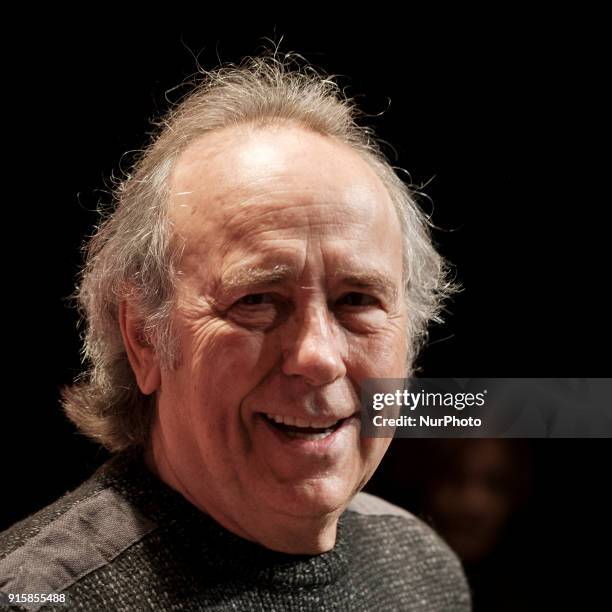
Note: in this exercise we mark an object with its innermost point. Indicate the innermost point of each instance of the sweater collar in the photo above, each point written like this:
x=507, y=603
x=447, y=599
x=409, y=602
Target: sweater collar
x=207, y=546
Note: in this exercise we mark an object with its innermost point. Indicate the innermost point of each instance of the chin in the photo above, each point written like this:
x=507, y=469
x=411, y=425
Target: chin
x=317, y=498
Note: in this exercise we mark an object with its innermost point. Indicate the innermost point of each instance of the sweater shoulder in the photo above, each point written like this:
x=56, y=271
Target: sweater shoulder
x=78, y=533
x=412, y=543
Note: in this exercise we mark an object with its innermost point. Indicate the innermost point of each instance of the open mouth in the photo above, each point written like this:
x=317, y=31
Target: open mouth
x=303, y=430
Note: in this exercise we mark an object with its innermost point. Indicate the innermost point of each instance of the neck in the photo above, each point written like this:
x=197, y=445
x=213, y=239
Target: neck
x=281, y=532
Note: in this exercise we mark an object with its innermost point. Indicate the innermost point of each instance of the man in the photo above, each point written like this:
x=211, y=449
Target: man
x=262, y=261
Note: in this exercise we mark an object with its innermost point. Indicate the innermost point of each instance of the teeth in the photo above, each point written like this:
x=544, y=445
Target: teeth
x=303, y=436
x=298, y=422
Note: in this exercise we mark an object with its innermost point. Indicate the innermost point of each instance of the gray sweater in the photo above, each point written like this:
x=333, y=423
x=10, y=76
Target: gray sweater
x=124, y=540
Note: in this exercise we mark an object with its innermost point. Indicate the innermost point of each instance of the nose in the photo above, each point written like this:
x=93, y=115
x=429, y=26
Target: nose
x=316, y=350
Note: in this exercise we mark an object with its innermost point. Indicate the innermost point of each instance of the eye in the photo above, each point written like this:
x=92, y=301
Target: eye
x=354, y=298
x=255, y=299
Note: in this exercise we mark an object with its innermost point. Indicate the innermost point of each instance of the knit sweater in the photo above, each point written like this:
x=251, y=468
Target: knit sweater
x=124, y=540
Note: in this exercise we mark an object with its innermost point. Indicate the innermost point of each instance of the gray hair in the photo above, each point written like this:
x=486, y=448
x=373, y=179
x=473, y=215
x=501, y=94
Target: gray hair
x=133, y=254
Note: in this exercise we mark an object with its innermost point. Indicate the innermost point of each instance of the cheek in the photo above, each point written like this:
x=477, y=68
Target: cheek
x=381, y=355
x=227, y=361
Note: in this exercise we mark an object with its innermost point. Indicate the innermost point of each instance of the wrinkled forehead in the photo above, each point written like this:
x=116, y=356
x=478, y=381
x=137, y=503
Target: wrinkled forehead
x=244, y=181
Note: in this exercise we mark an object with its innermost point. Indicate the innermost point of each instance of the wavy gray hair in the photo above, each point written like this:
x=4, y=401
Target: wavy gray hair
x=132, y=254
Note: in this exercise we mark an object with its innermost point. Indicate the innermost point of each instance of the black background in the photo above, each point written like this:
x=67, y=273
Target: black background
x=498, y=114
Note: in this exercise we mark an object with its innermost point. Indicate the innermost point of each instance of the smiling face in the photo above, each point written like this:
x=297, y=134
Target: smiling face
x=289, y=295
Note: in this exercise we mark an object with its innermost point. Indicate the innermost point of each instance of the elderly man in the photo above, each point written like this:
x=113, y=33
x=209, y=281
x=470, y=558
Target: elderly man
x=263, y=260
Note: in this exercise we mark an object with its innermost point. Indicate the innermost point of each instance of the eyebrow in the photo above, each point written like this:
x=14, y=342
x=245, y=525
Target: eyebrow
x=255, y=277
x=368, y=280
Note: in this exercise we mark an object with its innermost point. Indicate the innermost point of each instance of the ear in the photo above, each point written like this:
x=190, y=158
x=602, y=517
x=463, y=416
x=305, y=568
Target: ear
x=141, y=354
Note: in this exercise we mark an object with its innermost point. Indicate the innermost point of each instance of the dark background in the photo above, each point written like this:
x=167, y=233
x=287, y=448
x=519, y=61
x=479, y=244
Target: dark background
x=499, y=115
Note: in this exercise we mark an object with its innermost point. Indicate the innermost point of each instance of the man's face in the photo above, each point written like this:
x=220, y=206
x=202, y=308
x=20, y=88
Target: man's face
x=289, y=296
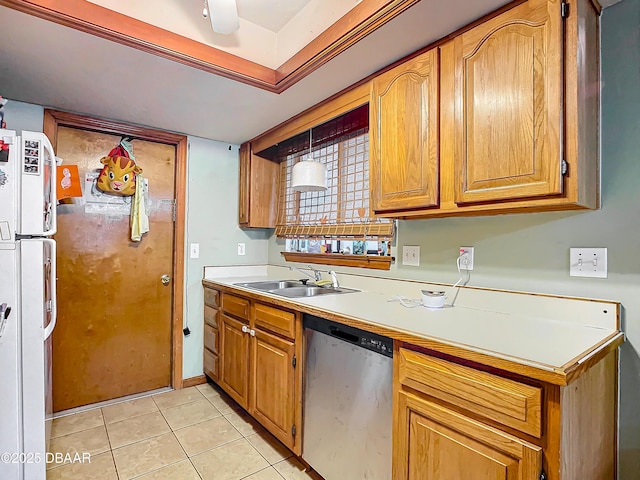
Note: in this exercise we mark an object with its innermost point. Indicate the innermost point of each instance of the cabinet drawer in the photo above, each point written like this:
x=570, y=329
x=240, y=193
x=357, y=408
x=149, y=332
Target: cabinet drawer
x=508, y=402
x=212, y=297
x=235, y=306
x=211, y=316
x=211, y=364
x=211, y=338
x=276, y=320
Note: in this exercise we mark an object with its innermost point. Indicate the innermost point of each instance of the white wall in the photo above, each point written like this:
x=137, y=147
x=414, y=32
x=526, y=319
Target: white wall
x=530, y=252
x=212, y=221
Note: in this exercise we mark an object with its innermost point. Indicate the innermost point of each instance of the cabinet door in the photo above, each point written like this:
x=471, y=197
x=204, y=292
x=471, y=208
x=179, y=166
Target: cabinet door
x=435, y=443
x=244, y=185
x=273, y=400
x=234, y=359
x=508, y=112
x=404, y=136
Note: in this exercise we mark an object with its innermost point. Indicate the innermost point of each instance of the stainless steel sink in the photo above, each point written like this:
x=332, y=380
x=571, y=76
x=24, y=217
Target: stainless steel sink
x=271, y=285
x=294, y=288
x=309, y=291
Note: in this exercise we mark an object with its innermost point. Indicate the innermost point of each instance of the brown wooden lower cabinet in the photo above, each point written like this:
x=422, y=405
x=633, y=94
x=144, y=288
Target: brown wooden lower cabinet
x=258, y=363
x=234, y=359
x=453, y=421
x=273, y=382
x=443, y=444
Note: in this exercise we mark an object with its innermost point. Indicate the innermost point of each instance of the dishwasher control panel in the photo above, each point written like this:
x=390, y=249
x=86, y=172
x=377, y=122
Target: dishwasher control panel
x=355, y=336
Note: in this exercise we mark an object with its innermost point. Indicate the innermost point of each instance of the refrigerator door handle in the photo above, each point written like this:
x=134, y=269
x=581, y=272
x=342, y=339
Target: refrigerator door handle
x=54, y=301
x=53, y=227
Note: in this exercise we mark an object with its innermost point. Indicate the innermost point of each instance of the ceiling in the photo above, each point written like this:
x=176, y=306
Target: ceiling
x=52, y=65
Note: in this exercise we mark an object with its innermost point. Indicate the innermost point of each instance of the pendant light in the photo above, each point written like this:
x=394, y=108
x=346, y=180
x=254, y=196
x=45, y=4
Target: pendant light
x=307, y=175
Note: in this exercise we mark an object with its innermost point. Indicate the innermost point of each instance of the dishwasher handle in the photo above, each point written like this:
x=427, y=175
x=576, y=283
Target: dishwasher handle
x=336, y=332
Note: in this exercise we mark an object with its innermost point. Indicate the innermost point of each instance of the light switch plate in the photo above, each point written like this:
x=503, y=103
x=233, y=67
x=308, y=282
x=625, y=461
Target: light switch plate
x=588, y=262
x=411, y=255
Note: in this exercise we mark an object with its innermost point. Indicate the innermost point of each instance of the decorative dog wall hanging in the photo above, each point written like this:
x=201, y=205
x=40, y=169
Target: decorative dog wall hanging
x=118, y=176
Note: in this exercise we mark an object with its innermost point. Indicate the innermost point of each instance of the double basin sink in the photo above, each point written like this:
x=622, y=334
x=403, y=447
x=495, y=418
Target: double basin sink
x=294, y=288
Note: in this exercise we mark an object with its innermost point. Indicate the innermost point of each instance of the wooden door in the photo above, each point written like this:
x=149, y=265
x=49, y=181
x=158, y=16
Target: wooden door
x=508, y=112
x=435, y=443
x=404, y=136
x=113, y=336
x=234, y=359
x=273, y=398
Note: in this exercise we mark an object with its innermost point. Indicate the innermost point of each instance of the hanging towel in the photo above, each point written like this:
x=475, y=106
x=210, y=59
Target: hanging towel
x=139, y=217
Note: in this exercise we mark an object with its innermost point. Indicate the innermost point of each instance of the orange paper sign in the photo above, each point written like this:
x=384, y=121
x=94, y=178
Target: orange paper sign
x=68, y=182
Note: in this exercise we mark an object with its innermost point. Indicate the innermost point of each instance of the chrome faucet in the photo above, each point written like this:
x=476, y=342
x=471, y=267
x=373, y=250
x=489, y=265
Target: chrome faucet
x=334, y=279
x=317, y=275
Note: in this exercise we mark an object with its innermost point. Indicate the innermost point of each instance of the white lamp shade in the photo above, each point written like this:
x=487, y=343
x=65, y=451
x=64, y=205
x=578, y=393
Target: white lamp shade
x=309, y=176
x=224, y=16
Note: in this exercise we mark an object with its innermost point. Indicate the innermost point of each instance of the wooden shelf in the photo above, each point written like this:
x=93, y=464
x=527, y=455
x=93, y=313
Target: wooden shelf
x=376, y=262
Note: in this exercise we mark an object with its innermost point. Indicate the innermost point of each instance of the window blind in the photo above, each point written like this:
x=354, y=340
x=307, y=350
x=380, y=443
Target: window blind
x=342, y=211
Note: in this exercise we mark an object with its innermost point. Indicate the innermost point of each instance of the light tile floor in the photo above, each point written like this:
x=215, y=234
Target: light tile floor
x=197, y=433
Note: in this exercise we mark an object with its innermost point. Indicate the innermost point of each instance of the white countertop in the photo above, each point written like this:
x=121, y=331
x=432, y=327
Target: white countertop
x=513, y=326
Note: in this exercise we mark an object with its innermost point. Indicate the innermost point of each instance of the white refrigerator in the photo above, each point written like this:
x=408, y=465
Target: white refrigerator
x=27, y=301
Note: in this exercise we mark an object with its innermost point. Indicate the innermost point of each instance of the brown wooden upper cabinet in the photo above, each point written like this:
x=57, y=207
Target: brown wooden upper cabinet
x=517, y=105
x=403, y=132
x=508, y=117
x=258, y=190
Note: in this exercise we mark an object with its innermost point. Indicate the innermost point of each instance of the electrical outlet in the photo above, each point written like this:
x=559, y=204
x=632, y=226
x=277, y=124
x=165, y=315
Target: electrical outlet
x=411, y=255
x=466, y=262
x=588, y=262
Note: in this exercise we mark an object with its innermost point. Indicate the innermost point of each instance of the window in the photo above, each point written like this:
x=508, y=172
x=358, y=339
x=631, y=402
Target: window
x=342, y=211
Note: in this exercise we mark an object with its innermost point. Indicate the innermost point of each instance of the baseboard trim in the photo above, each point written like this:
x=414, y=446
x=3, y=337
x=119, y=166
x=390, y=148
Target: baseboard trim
x=193, y=381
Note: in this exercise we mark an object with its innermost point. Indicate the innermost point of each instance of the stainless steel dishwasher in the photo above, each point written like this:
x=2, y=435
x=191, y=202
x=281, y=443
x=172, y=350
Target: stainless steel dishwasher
x=347, y=403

— Stated exercise —
Reproduce the data from its first line through the line holding "x=262, y=261", inclusive, swapping every "innermost point" for "center point" and leaving everything else unchanged. Omit the pictures.

— Final result —
Note: in this exercise we mark an object with its center point. Indicate the center point of each instance of the sweater collar in the photo above, each point written like this:
x=507, y=603
x=447, y=599
x=409, y=602
Target: sweater collar
x=207, y=546
Note: in this exercise we mark an object with its center point. Indicate the center point of each instance of the chin in the photo above, each point written like this:
x=507, y=469
x=411, y=425
Target: chin
x=317, y=498
Note: in this exercise we mark an object with its center point. Indicate the center point of each instance of the sweater shoulder in the photo above, each point written like this:
x=56, y=271
Target: sweater shoulder
x=78, y=533
x=412, y=543
Note: in this exercise we mark an object with its center point. Indicate the center point of each instance of the open mouth in the photo above, each point written like this:
x=317, y=31
Target: open mouth
x=303, y=430
Note: in this exercise we mark an object with its center point. Indicate the center point of each instance of the neck in the photo above, each point written like this:
x=197, y=445
x=213, y=239
Target: neck
x=281, y=532
Note: in this exercise we mark an object with its center point. Indicate the center point of each instance of the man in the photo above, each point written like this:
x=211, y=449
Target: man
x=262, y=261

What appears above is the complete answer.